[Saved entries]

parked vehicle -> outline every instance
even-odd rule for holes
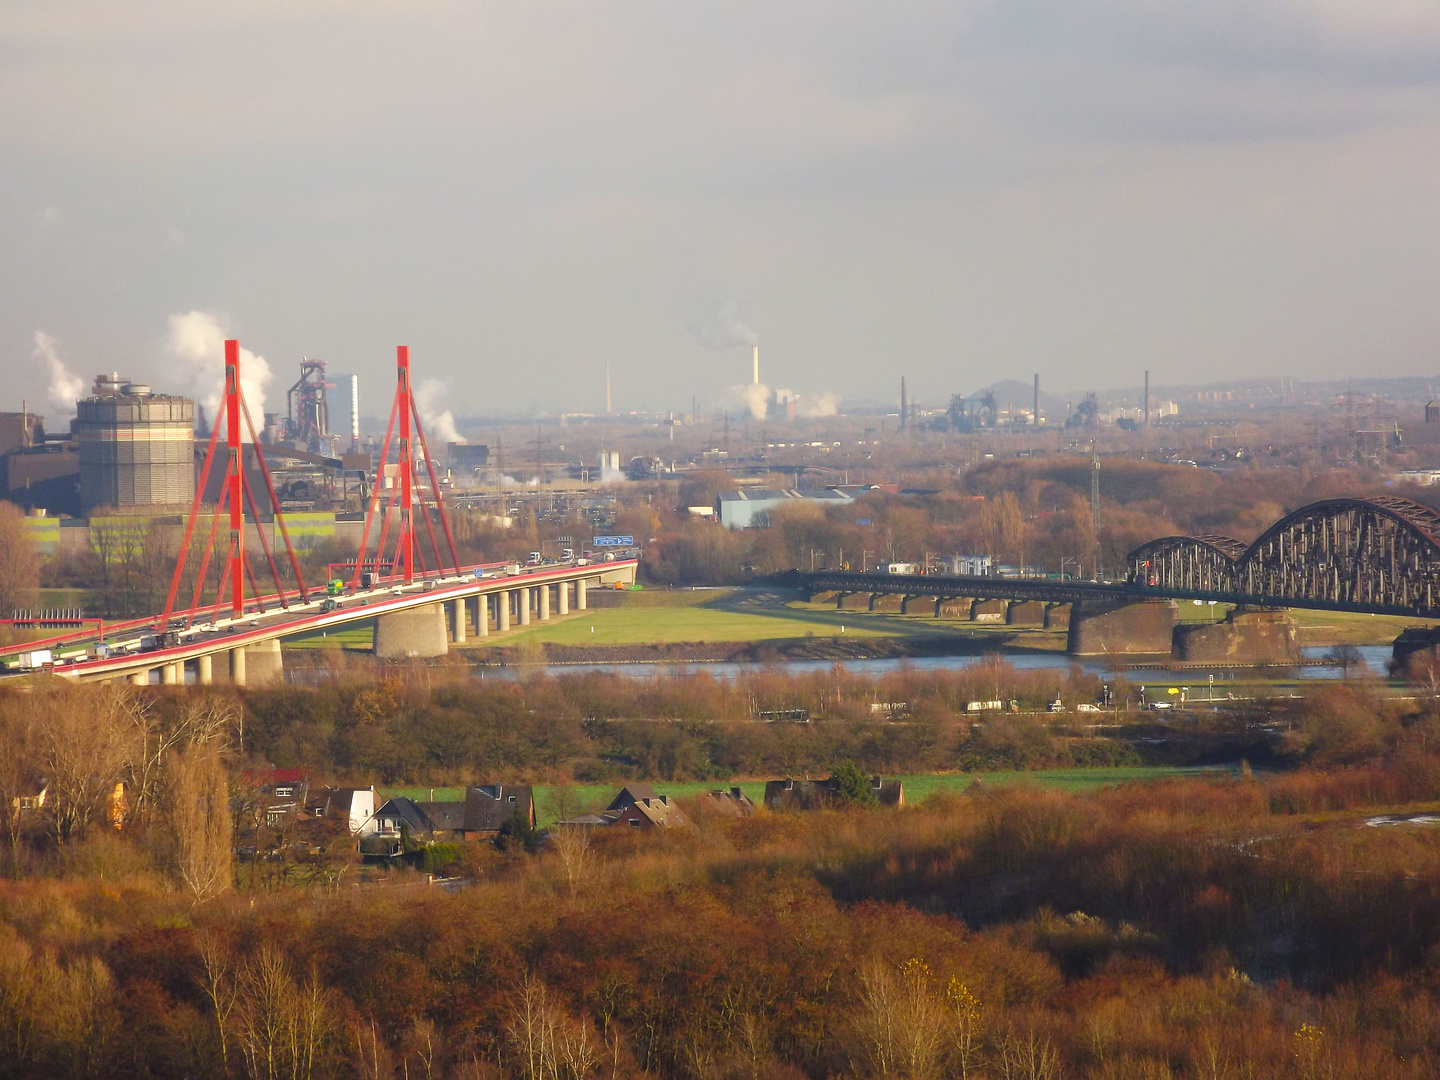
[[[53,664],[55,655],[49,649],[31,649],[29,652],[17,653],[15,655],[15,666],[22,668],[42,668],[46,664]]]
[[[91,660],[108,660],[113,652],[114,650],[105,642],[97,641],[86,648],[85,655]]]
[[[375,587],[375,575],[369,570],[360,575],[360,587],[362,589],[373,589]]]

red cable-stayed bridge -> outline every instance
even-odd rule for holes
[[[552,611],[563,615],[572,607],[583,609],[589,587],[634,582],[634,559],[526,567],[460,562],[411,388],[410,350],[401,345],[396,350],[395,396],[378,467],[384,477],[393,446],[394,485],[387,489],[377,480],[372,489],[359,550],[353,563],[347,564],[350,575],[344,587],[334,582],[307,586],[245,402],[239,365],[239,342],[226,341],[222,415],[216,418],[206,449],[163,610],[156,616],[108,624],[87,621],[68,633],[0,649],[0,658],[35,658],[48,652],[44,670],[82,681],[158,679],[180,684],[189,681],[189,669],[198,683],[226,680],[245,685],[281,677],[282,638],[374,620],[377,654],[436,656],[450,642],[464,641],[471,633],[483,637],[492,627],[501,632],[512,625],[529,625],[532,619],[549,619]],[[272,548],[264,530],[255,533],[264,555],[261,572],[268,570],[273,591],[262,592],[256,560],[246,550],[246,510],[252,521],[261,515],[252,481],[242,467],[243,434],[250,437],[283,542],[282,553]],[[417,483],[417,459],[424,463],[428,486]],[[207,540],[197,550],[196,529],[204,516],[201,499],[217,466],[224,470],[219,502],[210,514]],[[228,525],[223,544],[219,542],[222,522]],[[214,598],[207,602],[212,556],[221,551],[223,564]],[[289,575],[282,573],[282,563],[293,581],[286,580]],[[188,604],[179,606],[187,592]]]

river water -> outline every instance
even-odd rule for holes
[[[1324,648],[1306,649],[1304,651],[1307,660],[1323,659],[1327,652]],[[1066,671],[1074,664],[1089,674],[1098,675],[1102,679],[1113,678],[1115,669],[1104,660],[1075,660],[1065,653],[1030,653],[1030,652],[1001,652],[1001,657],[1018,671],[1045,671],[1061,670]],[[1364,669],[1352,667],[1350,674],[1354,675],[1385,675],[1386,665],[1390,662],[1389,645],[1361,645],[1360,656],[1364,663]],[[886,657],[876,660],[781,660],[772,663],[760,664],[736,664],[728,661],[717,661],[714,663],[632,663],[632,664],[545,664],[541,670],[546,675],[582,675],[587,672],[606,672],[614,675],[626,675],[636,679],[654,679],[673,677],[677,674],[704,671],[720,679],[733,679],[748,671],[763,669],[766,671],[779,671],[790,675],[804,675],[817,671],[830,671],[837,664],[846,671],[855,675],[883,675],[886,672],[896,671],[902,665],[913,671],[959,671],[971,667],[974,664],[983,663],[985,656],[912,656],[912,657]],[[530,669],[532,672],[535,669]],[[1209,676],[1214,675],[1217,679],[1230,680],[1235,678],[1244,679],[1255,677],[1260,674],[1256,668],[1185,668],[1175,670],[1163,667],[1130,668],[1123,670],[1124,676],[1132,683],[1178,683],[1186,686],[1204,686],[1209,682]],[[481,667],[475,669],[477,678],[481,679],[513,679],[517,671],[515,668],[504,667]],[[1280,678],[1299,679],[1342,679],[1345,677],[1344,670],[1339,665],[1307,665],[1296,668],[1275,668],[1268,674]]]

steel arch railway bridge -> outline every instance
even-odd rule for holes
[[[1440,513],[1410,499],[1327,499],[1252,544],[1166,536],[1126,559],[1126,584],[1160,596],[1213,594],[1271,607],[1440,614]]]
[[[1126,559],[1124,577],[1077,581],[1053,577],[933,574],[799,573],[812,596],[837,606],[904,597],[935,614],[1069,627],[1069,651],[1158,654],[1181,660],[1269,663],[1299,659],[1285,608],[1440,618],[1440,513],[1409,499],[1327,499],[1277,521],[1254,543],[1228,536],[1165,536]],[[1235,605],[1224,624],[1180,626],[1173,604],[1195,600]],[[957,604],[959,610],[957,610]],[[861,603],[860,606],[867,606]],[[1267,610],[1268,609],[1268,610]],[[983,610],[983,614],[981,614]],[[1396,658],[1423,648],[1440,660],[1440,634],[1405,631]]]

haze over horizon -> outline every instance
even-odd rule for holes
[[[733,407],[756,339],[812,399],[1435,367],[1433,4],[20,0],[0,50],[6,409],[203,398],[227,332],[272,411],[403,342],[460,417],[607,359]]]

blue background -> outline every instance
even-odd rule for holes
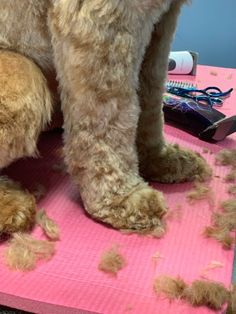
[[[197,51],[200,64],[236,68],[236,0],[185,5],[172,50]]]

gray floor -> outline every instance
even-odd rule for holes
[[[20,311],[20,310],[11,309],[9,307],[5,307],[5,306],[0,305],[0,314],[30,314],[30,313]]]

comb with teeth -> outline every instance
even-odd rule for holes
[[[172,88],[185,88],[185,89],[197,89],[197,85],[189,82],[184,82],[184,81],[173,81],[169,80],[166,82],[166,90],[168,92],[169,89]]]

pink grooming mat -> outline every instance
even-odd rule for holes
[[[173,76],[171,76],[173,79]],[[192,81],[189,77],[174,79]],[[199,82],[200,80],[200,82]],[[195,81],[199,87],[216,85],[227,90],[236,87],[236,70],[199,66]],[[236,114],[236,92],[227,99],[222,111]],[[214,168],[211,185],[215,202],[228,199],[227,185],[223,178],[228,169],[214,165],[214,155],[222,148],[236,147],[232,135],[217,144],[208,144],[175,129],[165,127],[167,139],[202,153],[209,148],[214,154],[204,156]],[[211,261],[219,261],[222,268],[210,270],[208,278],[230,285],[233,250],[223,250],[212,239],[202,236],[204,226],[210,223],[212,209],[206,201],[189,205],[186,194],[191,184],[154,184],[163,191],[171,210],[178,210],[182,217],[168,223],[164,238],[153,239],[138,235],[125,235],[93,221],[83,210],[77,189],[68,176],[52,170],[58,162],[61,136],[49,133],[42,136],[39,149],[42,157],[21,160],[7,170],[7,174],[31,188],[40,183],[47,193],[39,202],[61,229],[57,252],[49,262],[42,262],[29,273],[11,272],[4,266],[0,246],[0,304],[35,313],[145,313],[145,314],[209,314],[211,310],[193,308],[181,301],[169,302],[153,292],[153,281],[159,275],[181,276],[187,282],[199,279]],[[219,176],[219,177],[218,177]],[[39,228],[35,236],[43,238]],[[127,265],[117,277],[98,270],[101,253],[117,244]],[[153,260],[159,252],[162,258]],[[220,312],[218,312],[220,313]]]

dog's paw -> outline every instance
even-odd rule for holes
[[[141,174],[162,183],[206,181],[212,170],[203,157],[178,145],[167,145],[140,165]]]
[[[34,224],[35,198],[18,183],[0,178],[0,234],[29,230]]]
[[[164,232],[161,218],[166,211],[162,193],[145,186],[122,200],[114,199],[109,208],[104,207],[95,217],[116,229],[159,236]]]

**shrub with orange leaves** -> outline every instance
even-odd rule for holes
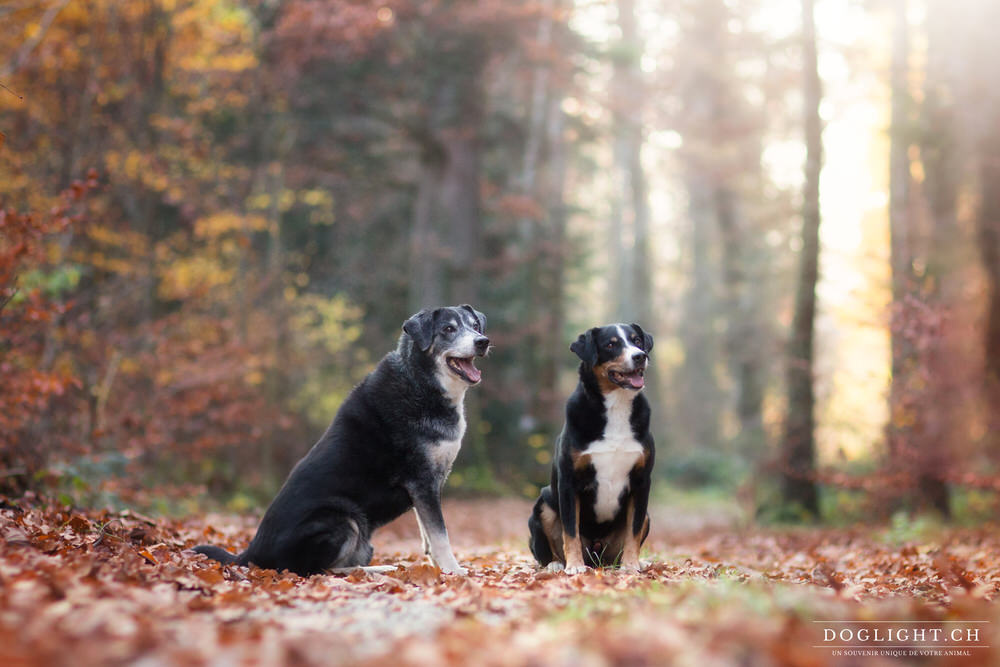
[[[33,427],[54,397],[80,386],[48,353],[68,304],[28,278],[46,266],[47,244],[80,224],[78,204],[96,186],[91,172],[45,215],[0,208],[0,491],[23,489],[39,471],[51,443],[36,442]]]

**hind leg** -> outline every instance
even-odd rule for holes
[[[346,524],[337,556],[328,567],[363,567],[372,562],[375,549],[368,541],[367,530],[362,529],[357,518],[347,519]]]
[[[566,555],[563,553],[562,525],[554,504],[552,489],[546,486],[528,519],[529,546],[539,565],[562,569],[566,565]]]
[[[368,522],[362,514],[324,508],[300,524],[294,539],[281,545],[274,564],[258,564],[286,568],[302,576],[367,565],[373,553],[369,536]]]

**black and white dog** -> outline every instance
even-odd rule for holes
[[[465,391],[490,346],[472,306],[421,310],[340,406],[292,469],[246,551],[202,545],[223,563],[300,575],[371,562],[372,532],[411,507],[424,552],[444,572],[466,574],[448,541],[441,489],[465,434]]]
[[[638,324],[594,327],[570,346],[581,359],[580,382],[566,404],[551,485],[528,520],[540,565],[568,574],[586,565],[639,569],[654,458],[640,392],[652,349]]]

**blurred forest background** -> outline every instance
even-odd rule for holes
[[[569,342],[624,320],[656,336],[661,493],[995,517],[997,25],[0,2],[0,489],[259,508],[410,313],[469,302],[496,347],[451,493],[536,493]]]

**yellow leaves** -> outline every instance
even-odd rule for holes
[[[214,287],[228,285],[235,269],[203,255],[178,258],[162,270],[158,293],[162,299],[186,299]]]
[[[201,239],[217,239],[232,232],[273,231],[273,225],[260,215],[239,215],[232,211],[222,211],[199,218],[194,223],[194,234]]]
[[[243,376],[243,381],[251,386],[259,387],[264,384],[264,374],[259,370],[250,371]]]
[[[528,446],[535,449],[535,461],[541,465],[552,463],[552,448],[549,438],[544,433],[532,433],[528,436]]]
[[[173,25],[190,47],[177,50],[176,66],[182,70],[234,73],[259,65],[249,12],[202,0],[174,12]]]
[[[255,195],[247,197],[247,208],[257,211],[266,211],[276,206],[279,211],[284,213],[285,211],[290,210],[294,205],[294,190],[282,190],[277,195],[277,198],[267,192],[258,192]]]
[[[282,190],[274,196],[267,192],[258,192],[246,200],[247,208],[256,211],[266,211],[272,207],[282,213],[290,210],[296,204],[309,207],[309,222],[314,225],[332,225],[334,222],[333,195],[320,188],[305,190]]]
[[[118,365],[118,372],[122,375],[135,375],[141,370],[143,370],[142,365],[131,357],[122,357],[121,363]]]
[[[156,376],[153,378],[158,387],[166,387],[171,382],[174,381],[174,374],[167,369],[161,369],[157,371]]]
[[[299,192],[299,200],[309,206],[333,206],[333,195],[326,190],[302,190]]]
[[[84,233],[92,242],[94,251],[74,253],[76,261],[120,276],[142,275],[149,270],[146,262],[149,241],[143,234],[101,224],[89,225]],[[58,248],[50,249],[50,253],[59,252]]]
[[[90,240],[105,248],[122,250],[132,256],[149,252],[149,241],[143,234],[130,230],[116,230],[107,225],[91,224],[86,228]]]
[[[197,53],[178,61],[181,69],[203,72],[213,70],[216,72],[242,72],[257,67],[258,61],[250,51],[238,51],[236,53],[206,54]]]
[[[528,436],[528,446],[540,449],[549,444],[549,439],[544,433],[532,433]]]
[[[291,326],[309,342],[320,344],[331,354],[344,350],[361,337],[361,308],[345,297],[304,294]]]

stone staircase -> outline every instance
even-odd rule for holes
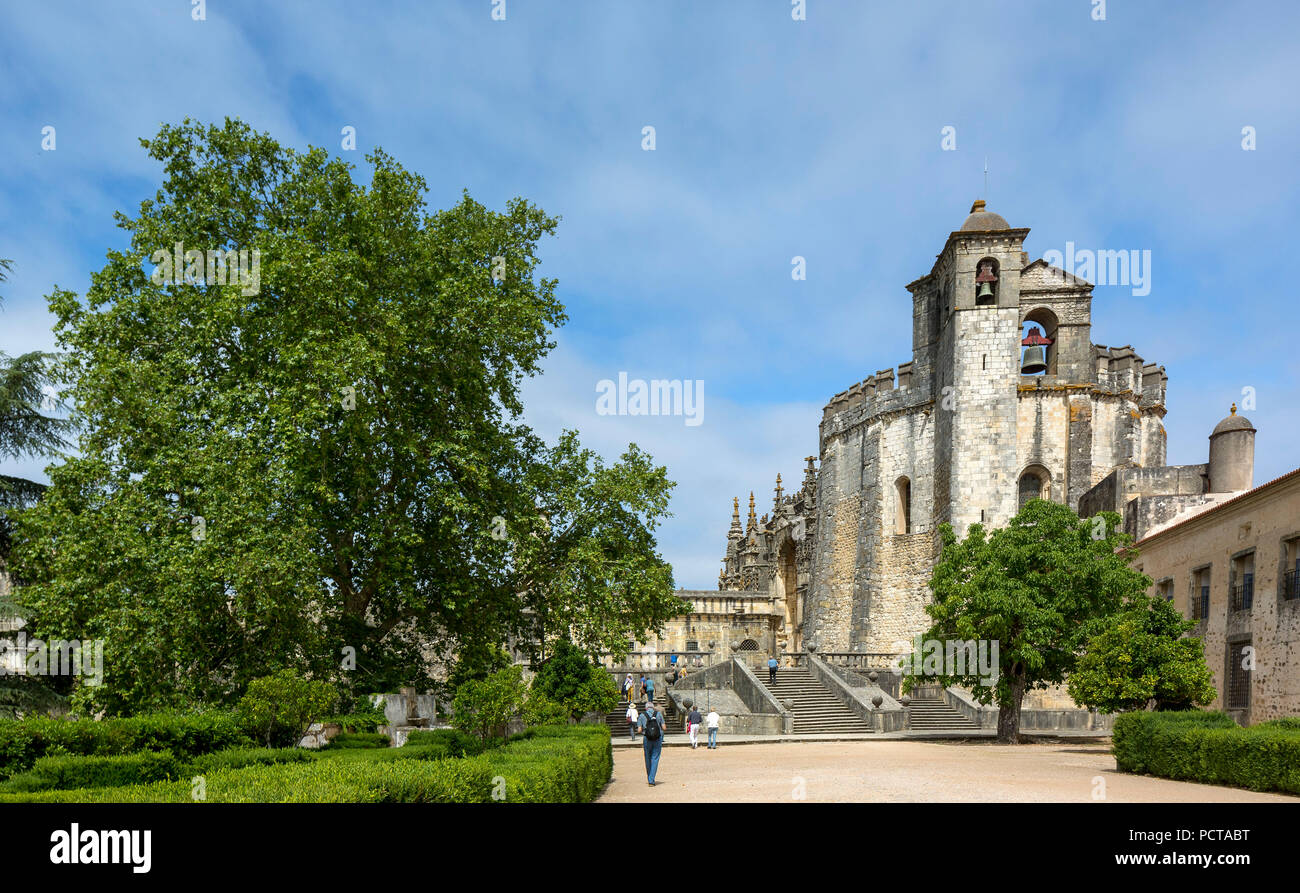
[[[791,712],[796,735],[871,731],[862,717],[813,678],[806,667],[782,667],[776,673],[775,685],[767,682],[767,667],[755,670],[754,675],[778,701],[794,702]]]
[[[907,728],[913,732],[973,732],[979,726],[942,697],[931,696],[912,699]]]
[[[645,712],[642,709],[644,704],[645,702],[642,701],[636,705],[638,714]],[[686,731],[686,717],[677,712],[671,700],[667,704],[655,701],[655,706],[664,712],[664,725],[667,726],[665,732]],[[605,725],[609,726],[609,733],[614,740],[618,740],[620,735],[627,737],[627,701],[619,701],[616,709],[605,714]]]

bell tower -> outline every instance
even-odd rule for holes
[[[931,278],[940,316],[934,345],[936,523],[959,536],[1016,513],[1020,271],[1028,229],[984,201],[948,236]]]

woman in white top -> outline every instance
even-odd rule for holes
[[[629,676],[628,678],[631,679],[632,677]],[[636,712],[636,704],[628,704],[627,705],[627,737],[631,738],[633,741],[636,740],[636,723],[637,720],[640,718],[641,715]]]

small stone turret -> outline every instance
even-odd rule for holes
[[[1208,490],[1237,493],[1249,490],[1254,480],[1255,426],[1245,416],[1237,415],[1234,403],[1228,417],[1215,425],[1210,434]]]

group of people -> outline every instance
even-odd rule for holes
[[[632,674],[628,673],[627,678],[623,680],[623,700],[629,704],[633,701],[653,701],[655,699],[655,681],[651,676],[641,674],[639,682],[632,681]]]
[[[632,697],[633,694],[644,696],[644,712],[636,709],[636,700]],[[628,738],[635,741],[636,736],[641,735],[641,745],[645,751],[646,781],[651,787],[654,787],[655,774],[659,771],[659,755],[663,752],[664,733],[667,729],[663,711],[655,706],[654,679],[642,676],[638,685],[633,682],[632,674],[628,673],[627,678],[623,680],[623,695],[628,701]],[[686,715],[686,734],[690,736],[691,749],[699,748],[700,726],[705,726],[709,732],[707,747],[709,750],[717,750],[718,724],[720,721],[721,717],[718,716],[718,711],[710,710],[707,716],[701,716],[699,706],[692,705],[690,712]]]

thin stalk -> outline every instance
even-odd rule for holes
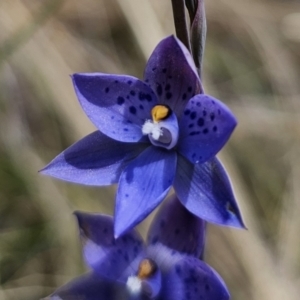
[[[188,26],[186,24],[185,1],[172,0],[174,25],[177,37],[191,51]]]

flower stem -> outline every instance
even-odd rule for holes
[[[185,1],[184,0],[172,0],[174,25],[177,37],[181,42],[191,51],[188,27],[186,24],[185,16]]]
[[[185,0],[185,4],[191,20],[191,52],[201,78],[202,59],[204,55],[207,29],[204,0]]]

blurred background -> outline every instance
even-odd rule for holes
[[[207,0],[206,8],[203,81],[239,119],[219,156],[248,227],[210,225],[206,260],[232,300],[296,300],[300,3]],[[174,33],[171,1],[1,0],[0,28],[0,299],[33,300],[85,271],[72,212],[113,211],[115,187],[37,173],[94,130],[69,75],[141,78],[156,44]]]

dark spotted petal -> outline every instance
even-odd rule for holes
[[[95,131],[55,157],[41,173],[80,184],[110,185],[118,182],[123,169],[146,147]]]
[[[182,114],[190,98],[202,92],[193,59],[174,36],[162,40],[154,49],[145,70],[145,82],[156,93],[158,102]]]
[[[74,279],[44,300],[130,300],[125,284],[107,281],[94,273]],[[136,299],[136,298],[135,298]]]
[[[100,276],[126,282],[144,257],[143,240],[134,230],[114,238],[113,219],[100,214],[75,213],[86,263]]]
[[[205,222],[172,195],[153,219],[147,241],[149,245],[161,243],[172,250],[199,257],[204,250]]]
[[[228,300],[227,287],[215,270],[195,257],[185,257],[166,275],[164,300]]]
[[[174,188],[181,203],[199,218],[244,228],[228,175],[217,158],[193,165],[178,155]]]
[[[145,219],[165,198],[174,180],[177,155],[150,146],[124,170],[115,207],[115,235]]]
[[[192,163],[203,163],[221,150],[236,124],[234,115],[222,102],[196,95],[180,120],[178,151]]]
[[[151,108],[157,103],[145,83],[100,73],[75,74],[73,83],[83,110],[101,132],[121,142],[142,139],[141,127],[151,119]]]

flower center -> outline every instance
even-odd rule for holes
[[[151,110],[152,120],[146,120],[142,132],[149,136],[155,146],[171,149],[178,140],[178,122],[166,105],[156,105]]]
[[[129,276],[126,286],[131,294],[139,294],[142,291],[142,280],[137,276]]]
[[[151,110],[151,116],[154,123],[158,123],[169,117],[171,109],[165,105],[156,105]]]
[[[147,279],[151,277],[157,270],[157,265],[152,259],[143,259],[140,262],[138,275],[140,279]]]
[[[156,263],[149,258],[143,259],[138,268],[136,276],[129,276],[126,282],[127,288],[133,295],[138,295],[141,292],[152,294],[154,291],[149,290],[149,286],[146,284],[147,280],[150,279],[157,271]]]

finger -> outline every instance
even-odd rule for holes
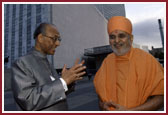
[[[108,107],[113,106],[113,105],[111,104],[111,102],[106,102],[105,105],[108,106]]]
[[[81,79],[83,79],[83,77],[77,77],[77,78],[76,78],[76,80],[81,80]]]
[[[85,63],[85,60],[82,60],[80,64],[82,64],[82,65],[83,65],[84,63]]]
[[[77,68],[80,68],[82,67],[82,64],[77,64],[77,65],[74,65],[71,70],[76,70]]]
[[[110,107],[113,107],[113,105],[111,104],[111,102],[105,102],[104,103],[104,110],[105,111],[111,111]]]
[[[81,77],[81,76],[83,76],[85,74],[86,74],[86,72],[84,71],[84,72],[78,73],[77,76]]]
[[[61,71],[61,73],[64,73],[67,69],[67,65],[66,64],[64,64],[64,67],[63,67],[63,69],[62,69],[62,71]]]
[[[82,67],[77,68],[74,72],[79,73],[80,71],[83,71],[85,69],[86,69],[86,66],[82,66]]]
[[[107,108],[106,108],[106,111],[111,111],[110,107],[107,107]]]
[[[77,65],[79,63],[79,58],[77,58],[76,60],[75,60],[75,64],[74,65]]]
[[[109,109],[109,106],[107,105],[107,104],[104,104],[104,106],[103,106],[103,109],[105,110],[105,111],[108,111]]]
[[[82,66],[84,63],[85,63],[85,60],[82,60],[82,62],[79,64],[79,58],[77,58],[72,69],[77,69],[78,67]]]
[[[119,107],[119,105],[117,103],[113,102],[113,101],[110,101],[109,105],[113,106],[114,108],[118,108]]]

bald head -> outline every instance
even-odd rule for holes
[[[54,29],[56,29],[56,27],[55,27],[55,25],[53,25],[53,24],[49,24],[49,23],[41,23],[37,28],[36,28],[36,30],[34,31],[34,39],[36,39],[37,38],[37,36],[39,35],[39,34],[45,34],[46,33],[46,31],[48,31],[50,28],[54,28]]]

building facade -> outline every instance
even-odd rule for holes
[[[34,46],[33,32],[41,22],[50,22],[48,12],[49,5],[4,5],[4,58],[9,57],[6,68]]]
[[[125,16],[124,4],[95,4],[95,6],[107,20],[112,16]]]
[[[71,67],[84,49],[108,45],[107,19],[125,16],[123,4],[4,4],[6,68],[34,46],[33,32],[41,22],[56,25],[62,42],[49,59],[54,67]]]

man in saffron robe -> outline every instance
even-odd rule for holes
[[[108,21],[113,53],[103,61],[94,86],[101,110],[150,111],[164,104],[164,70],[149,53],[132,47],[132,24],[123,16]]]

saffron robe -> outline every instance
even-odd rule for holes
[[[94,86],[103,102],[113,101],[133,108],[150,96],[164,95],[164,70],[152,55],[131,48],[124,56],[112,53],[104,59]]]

■ ACTIVITY: Take the line containing "bald head -> outline every instance" as the start and the last line of the data as the end, and reproduce that range exactly.

■ RESPONSE AREA:
bald head -> outline every instance
even-odd rule for holes
[[[54,29],[56,29],[56,27],[55,27],[55,25],[53,25],[53,24],[49,24],[49,23],[41,23],[37,28],[36,28],[36,30],[34,31],[34,39],[36,39],[37,38],[37,36],[39,35],[39,34],[45,34],[46,33],[46,31],[48,31],[50,28],[54,28]]]

building facade -> outline every instance
even-odd rule for holes
[[[34,46],[33,32],[41,22],[50,22],[48,12],[49,5],[4,5],[4,58],[9,57],[6,68]]]
[[[125,16],[124,4],[95,4],[95,6],[107,20],[112,16]]]
[[[71,67],[84,49],[108,45],[107,19],[125,16],[123,4],[4,4],[6,68],[34,46],[33,32],[41,22],[56,25],[62,42],[49,59],[54,67]]]

man in saffron robe -> outline every instance
even-odd rule for holes
[[[108,21],[113,53],[103,61],[94,86],[101,110],[150,111],[164,104],[164,70],[149,53],[132,47],[132,24],[123,16]]]

saffron robe -> outline every instance
even-odd rule for holes
[[[94,86],[103,102],[113,101],[133,108],[150,96],[164,95],[164,70],[152,55],[131,48],[124,56],[112,53],[104,59]]]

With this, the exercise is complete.